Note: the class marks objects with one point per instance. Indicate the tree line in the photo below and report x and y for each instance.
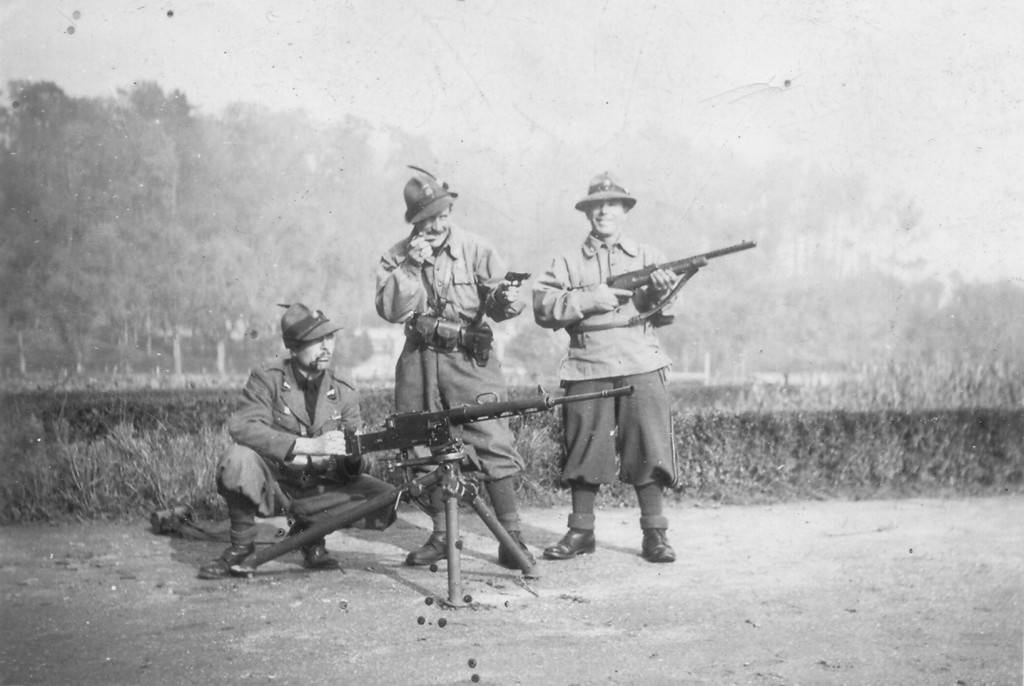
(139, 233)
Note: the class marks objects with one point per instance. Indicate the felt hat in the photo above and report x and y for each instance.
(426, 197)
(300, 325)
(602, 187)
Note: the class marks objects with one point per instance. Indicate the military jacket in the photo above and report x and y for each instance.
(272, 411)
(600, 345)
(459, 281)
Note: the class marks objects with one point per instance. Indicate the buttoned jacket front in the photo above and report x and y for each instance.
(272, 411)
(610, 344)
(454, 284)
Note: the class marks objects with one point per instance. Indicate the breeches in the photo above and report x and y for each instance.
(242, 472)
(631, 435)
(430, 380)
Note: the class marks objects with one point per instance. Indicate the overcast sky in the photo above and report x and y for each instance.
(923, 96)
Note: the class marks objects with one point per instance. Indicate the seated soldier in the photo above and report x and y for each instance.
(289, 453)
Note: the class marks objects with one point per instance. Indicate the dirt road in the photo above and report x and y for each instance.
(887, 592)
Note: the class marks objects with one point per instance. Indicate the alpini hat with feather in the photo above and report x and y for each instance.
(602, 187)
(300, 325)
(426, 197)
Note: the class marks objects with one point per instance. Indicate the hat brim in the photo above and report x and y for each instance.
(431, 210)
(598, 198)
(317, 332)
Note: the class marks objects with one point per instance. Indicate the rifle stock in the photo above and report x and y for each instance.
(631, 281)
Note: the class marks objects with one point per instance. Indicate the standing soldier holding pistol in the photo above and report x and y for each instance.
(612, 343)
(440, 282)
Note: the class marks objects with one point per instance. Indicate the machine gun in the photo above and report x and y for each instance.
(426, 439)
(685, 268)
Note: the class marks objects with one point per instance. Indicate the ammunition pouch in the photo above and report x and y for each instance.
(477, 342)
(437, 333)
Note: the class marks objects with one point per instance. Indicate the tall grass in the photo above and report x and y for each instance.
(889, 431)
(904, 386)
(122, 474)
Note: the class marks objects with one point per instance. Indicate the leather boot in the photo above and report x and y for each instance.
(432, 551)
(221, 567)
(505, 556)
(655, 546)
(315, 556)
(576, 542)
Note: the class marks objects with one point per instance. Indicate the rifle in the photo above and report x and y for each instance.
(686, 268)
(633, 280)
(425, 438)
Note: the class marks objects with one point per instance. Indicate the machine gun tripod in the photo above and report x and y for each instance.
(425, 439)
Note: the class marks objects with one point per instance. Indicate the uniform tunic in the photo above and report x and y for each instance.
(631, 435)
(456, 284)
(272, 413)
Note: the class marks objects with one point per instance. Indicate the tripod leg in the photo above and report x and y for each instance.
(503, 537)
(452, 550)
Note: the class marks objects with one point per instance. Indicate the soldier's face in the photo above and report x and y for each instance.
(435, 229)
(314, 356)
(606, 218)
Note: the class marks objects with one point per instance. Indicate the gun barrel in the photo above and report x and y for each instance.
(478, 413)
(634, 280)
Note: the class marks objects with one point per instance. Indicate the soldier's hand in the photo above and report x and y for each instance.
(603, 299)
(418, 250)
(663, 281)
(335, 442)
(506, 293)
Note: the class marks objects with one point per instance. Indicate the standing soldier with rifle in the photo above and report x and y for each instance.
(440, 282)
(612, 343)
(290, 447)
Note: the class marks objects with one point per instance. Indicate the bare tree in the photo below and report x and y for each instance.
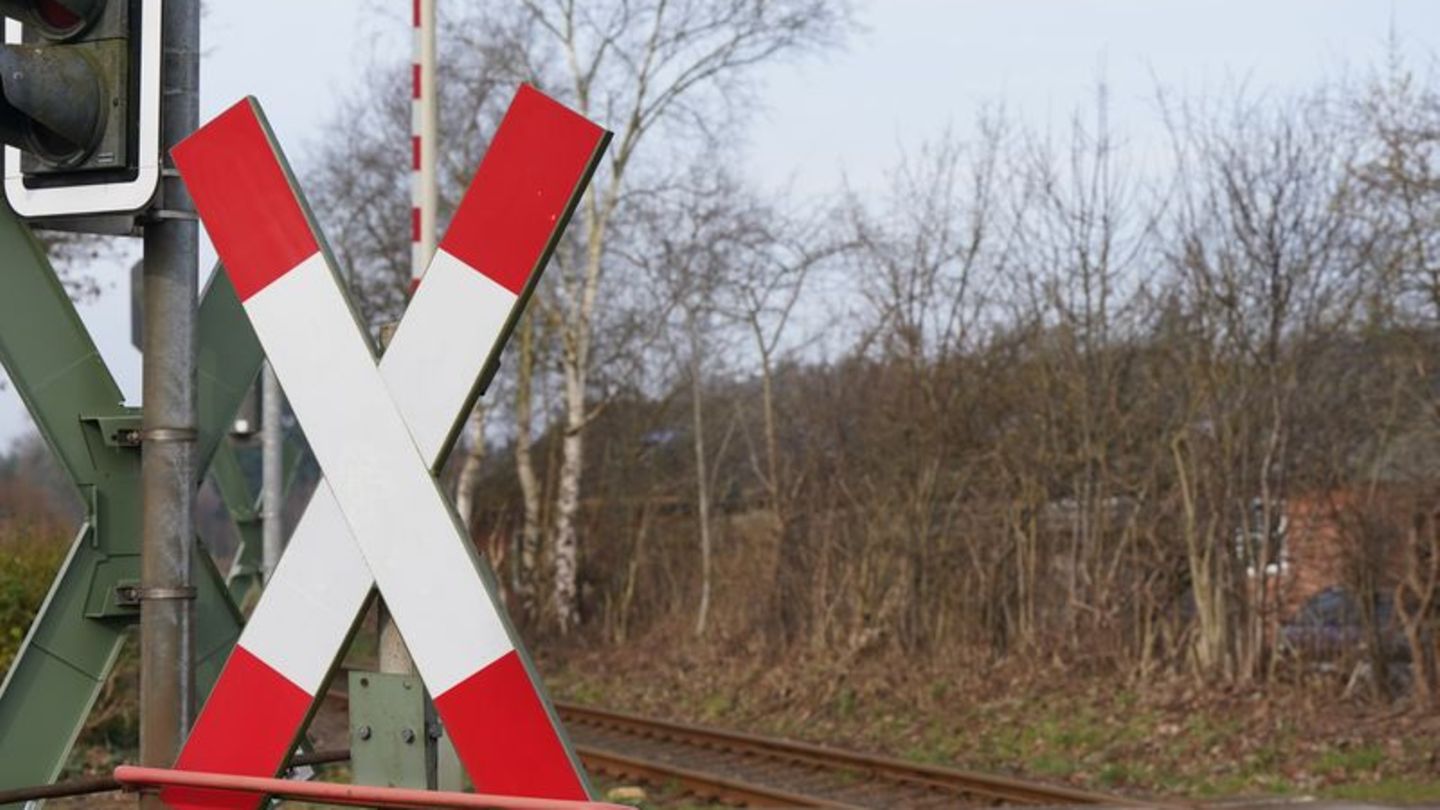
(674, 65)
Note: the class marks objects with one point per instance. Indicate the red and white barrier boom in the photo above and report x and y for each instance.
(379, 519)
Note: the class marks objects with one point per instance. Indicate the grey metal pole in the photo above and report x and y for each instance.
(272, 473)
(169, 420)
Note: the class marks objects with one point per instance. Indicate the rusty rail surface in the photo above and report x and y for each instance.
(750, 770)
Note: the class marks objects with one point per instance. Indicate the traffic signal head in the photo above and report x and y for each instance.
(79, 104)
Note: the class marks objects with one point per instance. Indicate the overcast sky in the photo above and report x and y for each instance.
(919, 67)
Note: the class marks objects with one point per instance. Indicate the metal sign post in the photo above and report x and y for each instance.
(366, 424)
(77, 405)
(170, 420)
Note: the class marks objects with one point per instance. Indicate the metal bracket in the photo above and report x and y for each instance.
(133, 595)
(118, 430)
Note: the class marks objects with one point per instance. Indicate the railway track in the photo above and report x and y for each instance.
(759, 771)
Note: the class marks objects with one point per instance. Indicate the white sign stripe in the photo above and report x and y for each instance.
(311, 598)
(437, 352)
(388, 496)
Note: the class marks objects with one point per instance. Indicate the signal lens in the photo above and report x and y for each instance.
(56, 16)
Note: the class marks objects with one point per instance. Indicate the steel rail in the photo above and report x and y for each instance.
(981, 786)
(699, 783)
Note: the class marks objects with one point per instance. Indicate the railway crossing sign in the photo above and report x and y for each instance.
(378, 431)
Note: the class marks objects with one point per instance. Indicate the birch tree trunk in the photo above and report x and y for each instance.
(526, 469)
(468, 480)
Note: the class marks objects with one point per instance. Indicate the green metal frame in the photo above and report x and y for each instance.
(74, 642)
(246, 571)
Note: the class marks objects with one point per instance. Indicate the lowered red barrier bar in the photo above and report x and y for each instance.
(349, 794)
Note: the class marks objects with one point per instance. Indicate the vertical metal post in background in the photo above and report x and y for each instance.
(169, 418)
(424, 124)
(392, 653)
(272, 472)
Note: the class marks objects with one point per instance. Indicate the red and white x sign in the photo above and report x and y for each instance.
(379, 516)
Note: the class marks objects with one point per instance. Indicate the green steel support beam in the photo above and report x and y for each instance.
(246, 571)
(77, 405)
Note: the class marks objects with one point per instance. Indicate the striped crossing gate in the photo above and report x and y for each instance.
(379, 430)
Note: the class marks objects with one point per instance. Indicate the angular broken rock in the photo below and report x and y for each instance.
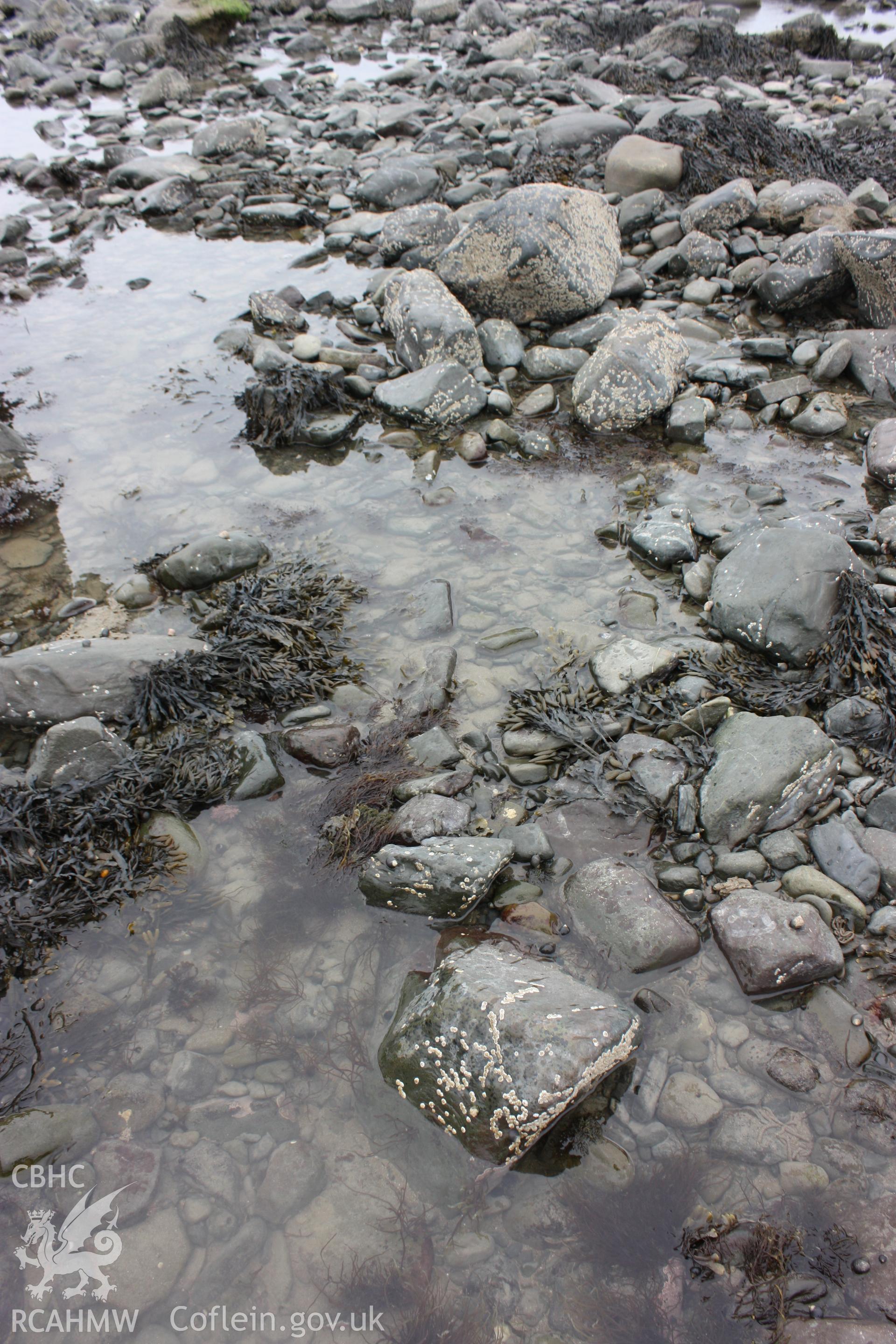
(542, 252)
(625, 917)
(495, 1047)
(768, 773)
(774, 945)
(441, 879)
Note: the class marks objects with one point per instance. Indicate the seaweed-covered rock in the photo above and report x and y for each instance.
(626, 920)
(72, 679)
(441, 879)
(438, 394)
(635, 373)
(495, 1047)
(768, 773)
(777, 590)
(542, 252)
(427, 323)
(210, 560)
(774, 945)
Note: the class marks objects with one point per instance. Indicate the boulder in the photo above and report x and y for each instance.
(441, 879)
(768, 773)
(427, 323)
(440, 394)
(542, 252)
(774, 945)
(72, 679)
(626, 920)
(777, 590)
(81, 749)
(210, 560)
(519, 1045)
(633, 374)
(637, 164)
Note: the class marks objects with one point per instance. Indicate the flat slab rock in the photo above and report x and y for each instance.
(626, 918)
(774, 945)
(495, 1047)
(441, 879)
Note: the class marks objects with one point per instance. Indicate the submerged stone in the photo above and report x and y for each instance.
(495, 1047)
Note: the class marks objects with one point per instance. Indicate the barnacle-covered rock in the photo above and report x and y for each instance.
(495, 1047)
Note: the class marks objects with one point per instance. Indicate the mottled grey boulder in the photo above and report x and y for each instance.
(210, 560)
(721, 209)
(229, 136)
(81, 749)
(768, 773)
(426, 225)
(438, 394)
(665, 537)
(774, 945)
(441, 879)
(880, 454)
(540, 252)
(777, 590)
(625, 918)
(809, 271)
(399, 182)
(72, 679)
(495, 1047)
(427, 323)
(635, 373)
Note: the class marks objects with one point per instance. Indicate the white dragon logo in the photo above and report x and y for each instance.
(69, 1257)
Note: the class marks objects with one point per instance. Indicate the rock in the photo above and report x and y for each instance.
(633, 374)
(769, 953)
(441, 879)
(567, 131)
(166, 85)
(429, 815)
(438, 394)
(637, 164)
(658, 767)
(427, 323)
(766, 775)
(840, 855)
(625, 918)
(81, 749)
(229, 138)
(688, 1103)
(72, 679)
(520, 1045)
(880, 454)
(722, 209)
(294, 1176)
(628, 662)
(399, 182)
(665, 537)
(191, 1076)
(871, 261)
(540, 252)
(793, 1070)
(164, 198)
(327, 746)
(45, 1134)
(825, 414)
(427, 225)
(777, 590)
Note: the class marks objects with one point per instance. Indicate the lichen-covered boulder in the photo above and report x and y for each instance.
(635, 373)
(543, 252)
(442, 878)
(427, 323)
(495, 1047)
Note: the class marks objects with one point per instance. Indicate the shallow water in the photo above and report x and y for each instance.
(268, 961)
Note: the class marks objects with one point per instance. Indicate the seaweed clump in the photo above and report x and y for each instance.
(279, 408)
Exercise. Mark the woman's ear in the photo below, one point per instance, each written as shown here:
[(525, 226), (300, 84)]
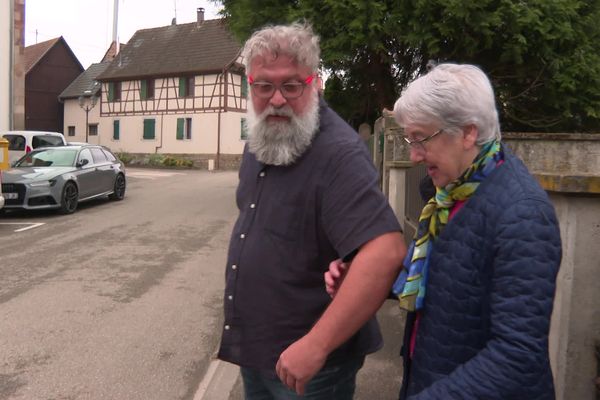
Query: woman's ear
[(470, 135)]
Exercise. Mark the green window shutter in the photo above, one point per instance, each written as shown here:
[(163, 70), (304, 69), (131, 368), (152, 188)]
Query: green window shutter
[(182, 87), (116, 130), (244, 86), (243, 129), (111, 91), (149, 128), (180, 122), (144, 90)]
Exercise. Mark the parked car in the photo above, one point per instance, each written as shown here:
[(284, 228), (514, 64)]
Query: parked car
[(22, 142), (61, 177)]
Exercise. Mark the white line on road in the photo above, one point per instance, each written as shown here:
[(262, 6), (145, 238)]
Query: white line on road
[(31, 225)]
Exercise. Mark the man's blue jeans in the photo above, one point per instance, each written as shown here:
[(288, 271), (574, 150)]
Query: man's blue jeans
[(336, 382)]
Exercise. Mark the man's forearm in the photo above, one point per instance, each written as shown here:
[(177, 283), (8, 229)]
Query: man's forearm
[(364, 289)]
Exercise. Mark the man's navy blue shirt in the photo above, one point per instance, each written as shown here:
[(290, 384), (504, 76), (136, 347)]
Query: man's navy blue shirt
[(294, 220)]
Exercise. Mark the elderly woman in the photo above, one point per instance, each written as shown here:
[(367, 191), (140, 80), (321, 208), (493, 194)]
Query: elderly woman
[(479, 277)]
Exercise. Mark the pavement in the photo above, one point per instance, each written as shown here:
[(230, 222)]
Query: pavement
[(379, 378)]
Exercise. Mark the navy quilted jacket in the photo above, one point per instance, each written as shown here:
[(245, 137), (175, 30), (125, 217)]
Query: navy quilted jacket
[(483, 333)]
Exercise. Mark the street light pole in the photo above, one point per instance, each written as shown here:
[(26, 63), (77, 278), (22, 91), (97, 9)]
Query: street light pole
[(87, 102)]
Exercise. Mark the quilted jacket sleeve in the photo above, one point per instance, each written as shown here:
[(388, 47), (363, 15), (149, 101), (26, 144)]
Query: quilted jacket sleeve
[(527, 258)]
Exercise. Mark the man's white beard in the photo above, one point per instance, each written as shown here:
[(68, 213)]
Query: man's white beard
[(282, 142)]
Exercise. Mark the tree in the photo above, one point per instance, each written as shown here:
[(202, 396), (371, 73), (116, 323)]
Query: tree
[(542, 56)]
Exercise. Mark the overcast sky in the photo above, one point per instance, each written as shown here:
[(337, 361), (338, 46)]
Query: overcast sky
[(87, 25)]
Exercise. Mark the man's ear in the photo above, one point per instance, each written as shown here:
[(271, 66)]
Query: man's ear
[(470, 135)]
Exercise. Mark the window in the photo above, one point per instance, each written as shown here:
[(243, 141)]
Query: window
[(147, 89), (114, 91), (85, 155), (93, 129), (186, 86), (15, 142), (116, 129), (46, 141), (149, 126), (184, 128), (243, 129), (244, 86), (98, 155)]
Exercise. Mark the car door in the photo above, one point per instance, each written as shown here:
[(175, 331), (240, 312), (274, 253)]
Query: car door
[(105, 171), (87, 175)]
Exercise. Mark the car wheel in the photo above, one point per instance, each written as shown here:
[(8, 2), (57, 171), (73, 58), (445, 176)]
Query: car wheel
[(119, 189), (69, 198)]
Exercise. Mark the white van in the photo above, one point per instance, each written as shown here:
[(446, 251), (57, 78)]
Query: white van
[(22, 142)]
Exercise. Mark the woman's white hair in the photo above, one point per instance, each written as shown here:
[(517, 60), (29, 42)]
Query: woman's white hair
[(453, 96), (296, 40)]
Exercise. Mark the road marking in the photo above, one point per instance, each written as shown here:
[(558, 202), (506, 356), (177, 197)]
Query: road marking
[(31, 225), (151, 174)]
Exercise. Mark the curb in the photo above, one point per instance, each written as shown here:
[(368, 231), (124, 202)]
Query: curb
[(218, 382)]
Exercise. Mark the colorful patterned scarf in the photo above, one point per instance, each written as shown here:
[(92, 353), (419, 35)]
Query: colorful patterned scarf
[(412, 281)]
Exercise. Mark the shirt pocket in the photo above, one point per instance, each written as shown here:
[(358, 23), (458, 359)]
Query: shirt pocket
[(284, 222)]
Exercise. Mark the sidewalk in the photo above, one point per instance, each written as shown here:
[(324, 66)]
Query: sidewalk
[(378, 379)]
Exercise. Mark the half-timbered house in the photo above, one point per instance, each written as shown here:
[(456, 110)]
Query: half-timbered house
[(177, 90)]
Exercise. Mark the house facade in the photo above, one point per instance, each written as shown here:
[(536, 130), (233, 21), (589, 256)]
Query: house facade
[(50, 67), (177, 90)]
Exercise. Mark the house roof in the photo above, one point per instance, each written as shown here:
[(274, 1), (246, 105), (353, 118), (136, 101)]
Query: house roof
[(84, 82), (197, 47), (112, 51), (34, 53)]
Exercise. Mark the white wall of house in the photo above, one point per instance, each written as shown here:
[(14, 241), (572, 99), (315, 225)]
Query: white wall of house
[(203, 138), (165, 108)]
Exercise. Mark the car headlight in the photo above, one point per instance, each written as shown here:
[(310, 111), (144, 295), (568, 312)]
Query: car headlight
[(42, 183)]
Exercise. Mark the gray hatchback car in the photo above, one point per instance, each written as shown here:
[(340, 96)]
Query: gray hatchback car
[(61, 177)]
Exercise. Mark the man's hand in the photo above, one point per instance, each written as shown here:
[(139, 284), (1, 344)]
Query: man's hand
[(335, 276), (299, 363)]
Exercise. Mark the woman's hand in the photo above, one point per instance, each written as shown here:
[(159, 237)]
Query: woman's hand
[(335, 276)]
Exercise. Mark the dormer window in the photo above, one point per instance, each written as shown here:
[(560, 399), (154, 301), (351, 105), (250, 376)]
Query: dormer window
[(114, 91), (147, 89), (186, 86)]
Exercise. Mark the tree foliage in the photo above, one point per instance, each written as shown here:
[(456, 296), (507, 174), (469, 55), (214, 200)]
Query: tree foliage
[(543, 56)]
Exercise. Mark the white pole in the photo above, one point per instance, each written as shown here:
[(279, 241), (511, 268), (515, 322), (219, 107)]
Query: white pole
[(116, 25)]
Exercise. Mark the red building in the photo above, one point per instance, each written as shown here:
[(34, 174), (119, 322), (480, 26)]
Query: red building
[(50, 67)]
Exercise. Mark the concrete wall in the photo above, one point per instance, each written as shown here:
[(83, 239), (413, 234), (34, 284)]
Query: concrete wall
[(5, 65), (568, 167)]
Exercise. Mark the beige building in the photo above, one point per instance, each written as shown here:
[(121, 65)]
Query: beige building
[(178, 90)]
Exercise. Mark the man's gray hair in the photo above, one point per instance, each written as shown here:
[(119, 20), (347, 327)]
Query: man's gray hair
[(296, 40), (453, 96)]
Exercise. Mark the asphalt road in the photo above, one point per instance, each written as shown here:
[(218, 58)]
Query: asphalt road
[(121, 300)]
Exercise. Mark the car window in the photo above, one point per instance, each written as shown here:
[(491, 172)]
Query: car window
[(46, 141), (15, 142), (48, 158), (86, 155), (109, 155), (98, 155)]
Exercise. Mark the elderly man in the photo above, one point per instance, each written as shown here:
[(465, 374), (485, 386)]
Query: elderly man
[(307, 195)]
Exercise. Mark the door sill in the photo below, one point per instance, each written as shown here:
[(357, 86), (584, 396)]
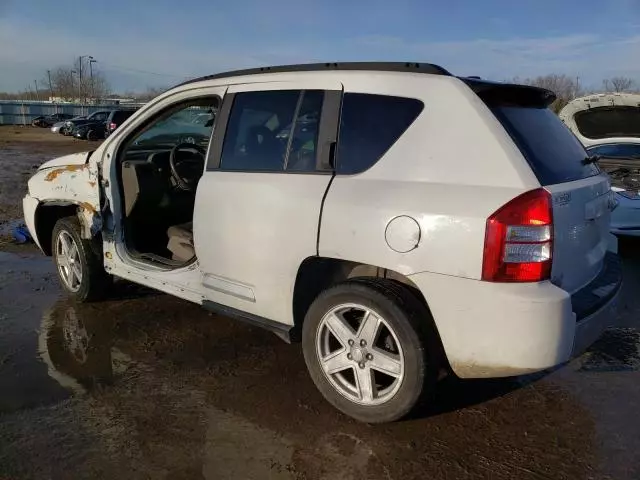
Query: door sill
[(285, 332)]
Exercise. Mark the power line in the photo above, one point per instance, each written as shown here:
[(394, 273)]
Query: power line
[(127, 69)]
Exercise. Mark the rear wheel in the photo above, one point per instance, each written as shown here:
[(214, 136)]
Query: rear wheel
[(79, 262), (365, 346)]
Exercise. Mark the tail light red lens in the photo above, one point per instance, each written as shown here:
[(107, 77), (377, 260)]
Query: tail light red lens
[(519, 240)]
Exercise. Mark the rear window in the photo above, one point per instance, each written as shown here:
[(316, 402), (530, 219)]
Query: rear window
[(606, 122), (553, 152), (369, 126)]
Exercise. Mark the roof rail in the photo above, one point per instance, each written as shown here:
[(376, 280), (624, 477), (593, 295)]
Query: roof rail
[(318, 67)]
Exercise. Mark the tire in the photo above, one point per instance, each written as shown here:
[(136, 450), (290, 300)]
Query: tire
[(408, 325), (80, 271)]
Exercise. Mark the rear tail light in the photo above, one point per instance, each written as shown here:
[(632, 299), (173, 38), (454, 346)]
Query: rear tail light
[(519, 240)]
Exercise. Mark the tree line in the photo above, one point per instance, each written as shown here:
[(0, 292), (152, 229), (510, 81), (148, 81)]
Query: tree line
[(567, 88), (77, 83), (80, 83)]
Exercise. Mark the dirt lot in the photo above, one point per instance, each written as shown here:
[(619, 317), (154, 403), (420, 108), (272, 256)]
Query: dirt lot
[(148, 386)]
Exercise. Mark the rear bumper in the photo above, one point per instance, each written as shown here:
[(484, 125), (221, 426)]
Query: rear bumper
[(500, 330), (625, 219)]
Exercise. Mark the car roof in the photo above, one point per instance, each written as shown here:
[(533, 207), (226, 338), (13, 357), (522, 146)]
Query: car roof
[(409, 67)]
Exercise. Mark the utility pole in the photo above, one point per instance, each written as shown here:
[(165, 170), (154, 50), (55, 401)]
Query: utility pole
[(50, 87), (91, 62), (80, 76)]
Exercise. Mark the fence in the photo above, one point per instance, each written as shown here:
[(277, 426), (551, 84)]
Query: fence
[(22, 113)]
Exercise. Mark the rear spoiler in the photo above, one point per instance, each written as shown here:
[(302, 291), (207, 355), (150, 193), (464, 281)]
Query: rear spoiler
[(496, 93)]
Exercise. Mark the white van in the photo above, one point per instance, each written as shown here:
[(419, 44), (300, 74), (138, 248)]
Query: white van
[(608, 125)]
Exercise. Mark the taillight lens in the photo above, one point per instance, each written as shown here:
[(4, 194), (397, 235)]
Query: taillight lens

Challenge:
Quote the entries word for word, starting at the line that contains "Exercise. Mark the parked" and ending at the line that contains "[(336, 382)]", with both of those lines included.

Full response:
Exercise. Mark the parked car in the photo above, one point per instance, each written as shown here:
[(284, 228), (514, 64)]
Query: parked car
[(22, 142), (61, 177)]
Exercise. Mark the white line on road in the photo above, one point per instance, each written as shown here:
[(262, 6), (145, 238)]
Query: white line on road
[(31, 225)]
Exercise. Mark the man's blue jeans in the photo above, one point per instance, each written as shown here:
[(288, 271), (574, 150)]
Query: man's blue jeans
[(336, 382)]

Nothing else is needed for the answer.